Would you copy the full listing that follows without changing a thing?

Extracted data ▸

== Segment start ==

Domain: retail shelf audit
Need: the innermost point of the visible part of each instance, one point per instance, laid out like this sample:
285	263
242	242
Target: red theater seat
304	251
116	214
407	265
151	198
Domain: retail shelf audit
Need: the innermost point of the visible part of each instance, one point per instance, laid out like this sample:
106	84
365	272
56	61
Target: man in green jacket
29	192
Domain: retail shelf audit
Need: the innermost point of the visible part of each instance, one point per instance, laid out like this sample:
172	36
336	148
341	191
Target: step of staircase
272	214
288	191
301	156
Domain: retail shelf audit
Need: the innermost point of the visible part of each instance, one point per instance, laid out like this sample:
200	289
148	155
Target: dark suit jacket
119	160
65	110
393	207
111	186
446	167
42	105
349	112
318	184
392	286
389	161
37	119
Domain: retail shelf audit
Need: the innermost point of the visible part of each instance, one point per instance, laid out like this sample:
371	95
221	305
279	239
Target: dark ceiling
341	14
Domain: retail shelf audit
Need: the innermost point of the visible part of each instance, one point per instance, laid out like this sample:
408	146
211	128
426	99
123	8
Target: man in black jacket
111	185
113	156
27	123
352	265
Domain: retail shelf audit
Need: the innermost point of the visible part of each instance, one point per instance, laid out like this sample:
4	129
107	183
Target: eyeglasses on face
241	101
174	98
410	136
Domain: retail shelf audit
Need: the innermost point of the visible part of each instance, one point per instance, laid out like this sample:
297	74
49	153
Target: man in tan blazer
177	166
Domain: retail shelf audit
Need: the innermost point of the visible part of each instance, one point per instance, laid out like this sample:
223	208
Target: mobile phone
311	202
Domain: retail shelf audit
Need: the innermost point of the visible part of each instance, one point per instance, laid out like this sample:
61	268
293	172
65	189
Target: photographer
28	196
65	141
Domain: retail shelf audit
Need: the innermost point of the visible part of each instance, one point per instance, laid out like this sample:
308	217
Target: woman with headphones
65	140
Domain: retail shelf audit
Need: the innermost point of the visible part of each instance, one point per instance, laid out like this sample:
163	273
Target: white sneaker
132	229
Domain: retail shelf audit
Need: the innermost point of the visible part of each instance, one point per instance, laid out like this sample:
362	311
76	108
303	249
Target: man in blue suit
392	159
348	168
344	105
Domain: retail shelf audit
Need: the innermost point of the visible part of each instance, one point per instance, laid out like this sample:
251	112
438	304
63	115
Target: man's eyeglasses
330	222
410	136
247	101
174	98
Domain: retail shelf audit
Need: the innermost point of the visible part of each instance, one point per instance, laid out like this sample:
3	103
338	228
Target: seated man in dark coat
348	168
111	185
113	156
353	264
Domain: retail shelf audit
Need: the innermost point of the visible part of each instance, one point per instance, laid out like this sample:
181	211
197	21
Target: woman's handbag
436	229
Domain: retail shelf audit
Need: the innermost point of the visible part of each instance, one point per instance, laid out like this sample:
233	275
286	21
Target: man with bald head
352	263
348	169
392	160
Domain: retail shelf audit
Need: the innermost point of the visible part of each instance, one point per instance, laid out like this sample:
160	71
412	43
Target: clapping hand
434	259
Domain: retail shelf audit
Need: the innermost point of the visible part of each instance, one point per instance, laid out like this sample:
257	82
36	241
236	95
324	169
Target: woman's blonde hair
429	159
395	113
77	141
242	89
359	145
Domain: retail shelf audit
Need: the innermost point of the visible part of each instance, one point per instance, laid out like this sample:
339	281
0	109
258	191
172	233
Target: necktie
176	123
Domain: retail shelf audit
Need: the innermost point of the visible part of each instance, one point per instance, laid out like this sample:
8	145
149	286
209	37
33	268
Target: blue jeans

== Segment end ==

Answer area ▸
Domain: retail shelf audit
Need: the innermost point of the visible part of each instance, one point per instance, laid out like this sample:
285	263
242	242
Target: red theater seat
304	251
116	214
407	265
151	198
Domain: retail shelf audit
Need: the innermost point of the visible part of each instance, one point per instance, laid out like this sample:
106	84
365	272
56	61
Target: man in green jacket
29	192
Domain: retail shelf audit
Need: the innermost point of the visible part of each instance, one point per instance, laid out like this sample:
172	36
336	148
341	191
Target: step of staircase
272	214
288	191
301	156
Domain: retail shelf audit
Need: the innermost point of the visible part of each instance, one point per instance, laid out like this sample:
200	289
148	155
Target: dark suit jacket
119	160
65	110
393	207
111	186
446	167
42	105
349	112
318	184
392	286
389	161
37	119
Domain: retail shelf audit
Need: the innermost point of the visible part of each instance, one point per instance, laid out like this sample:
371	95
221	305
279	239
Target: dark ceiling
341	14
Domain: retail shelf audit
Need: the innermost point of the visible part of each instance, one point per instance, laid out like this sample:
408	146
211	128
426	99
123	8
Target: man in black jacket
111	185
113	156
27	123
352	265
Domain: retail shelf audit
Need: the innermost point of the visible part of each instance, one point per instance, laid out like this sample:
4	129
107	183
Target: eyeglasses on face
241	101
174	98
410	136
Domain: retail shelf audit
Need: the innermost point of the visible part of each instance, one point per instance, laid out like this sample:
297	74
49	153
Target: man in tan blazer
177	166
Domain: retail shelf audit
Need: the innermost point of the visible part of each instance, one point per instance, laid out like this sample:
223	208
Target: mobile phone
311	202
Domain: retail shelf audit
Need: the innermost point of the visible part of each instance, one point per instance, laid out like this sample:
61	268
293	172
65	189
Target: photographer
28	196
65	141
Domain: retail shelf audit
Need: the innermost point of the visible part of each instance, one point per instance, laid out like this sample:
308	217
Target: woman with headphones
65	140
Domain: retail shelf audit
Need: the innermost point of the visible part of each instance, one point per instance, laid out like this sample:
163	273
Target: white sneaker
132	229
Domain: retail shelf audit
Need: the innermost point of the visible part of each instance, one point per instance, laid out like this sample:
362	311
76	108
303	249
Target: man in blue suit
392	159
348	168
344	105
Domain: retail shelf audit
Need: the innermost point of the visible part of each instance, one point per instance, laid out like this sample:
251	112
438	304
63	115
Target: man's eyeglasses
330	222
410	136
247	101
174	98
Domain: retail shelf audit
Need: the innermost point of the visible part of each instance, one point per instance, laid out like this sample:
3	103
338	228
Target: seated man in dark coat
348	168
111	185
113	156
353	264
Domain: retail shelf audit
Need: the innermost point of the visible part of each instance, one point per instance, laid out like this sample:
181	211
197	21
Target: woman's handbag
436	229
Domain: retail shelf audit
Need: the innermost point of the visible part of each instance, one point per instance, laid out like this sample:
233	275
286	21
Target: man with bald head
352	263
348	169
392	160
Domain: retail shelf audit
Need: the innermost point of the visible part of each instance, one point per instance, laid out like this sample:
160	71
412	43
Target: clapping hand
434	259
Domain: retail shelf audit
Need: the innermost point of the visible part of each instance, one point per instance, laid out like this sample:
257	82
36	241
236	95
324	169
Target: woman's blonde hair
429	159
395	113
77	141
242	89
359	145
Domain: retail shelf audit
Need: the innermost point of the visible part of each instance, one point per instance, laid out like this sample:
339	281
0	109
258	191
172	233
Target: necktie
176	123
Domain: retail shelf audit
Need: the innermost point of the visible part of each instance, one point per instance, laid out like this sample:
8	145
149	286
209	37
33	268
Target: blue jeans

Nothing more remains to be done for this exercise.